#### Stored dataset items
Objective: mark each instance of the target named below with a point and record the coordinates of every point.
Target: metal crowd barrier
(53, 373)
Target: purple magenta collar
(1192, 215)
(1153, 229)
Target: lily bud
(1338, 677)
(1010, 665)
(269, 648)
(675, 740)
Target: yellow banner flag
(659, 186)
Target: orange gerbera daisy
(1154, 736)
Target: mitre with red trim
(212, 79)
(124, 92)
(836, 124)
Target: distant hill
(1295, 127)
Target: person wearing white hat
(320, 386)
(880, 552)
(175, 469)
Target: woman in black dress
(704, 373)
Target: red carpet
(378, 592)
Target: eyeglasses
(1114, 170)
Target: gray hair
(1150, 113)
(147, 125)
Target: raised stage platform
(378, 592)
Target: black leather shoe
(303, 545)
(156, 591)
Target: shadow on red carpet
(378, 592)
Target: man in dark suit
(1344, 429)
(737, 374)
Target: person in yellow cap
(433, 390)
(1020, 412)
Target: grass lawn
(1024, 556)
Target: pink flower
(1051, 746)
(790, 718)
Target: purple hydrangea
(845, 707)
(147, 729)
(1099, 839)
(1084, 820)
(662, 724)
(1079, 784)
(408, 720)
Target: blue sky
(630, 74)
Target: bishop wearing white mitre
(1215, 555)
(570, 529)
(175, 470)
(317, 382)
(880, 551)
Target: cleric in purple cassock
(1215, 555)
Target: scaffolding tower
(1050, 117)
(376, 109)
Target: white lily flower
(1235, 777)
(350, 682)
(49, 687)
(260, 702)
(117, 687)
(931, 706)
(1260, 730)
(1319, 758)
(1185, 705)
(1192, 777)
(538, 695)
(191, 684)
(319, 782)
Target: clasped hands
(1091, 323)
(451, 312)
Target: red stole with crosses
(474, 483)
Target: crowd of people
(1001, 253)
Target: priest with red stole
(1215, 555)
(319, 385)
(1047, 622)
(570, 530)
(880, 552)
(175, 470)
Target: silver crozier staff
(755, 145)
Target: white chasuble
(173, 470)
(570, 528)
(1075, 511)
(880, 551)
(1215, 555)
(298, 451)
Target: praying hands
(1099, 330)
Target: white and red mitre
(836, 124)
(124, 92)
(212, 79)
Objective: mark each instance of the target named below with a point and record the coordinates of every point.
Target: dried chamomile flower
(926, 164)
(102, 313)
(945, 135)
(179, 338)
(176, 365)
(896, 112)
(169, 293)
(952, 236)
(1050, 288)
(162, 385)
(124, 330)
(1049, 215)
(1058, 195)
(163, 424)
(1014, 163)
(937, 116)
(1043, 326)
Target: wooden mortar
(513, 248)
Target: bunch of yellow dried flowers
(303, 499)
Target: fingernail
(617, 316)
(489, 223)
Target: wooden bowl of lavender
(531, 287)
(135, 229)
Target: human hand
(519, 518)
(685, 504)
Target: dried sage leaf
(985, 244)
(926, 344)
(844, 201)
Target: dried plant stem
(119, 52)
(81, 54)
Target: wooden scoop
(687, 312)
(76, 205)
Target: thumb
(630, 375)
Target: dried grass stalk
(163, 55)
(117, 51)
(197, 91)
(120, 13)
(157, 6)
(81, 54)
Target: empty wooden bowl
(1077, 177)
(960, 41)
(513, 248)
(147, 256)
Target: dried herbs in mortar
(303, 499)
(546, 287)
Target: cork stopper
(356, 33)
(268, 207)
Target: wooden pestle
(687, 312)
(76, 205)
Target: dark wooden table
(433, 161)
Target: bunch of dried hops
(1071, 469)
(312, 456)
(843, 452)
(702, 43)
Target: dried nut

#### Task item
Can you give every line above again, exactly as written?

#### Solution to this task
Objective: mark each instance of the target named below with a point and record the coordinates of every point.
Target: metal crowd barrier
(53, 373)
Target: purple magenta collar
(1192, 215)
(1153, 229)
Target: lily bud
(1338, 677)
(1010, 665)
(269, 648)
(675, 740)
Target: yellow banner flag
(659, 186)
Target: orange gerbera daisy
(1154, 736)
Target: mitre with red trim
(212, 79)
(124, 92)
(836, 124)
Target: distant hill
(1295, 127)
Target: person wearing white hat
(320, 386)
(880, 552)
(175, 469)
Target: woman in black dress
(704, 373)
Target: red carpet
(378, 592)
Target: eyeglasses
(1114, 170)
Target: gray hair
(1150, 113)
(147, 125)
Target: raised stage platform
(378, 592)
Target: black leather shoe
(303, 545)
(156, 591)
Target: shadow on red carpet
(378, 592)
Target: man in dark suit
(1344, 429)
(737, 374)
Target: person in yellow cap
(433, 390)
(1020, 412)
Target: grass lawn
(1024, 556)
Target: pink flower
(1051, 746)
(790, 718)
Target: purple hydrangea
(845, 707)
(147, 729)
(1099, 839)
(1084, 820)
(662, 724)
(1079, 784)
(408, 720)
Target: blue sky
(630, 74)
Target: bishop wearing white mitre
(1215, 555)
(570, 529)
(175, 470)
(317, 382)
(880, 551)
Target: cleric in purple cassock
(1215, 555)
Target: scaffolding tower
(1050, 117)
(376, 109)
Target: white lily flower
(1235, 777)
(350, 682)
(49, 687)
(260, 702)
(117, 687)
(931, 706)
(1260, 730)
(1319, 758)
(1185, 705)
(1192, 777)
(538, 695)
(191, 684)
(319, 782)
Target: clasped hands
(1091, 323)
(451, 312)
Target: red stole with crosses
(474, 483)
Target: crowd of people
(1001, 253)
Target: priest with red stole
(1215, 555)
(319, 385)
(1047, 622)
(570, 530)
(880, 552)
(175, 470)
Target: silver crozier staff
(755, 145)
Target: white chasuble
(173, 470)
(570, 528)
(1075, 511)
(880, 551)
(1215, 555)
(298, 451)
Target: praying hands
(1099, 330)
Target: white and red mitre
(836, 124)
(124, 92)
(212, 79)
Objective: mark each instance of the target named below with a point and record the coordinates of every point.
Target: dried chamomile flower
(926, 164)
(102, 313)
(945, 135)
(179, 338)
(176, 365)
(896, 112)
(169, 293)
(952, 236)
(1050, 288)
(162, 385)
(124, 330)
(1049, 215)
(1058, 195)
(163, 424)
(1014, 163)
(937, 116)
(1043, 326)
Target: wooden mortar
(513, 248)
Target: bunch of yellow dried flowers
(303, 499)
Target: fingernail
(617, 316)
(489, 223)
Target: wooden bowl of lavender
(531, 287)
(135, 229)
Target: human hand
(519, 518)
(685, 504)
Target: dried sage leaf
(985, 244)
(926, 344)
(844, 201)
Target: dried plant stem
(119, 52)
(81, 54)
Target: wooden scoop
(687, 312)
(76, 205)
Target: thumb
(630, 375)
Target: dried grass stalk
(163, 55)
(117, 51)
(197, 91)
(120, 13)
(157, 6)
(81, 54)
Target: empty wooden bowl
(1077, 177)
(960, 41)
(513, 248)
(147, 256)
Target: dried herbs in mortar
(303, 499)
(546, 287)
Target: cork stopper
(356, 33)
(268, 207)
Target: wooden pestle
(687, 312)
(76, 205)
Target: dark wooden table
(433, 161)
Target: bunch of dried hops
(1071, 469)
(312, 456)
(843, 452)
(702, 43)
Target: dried nut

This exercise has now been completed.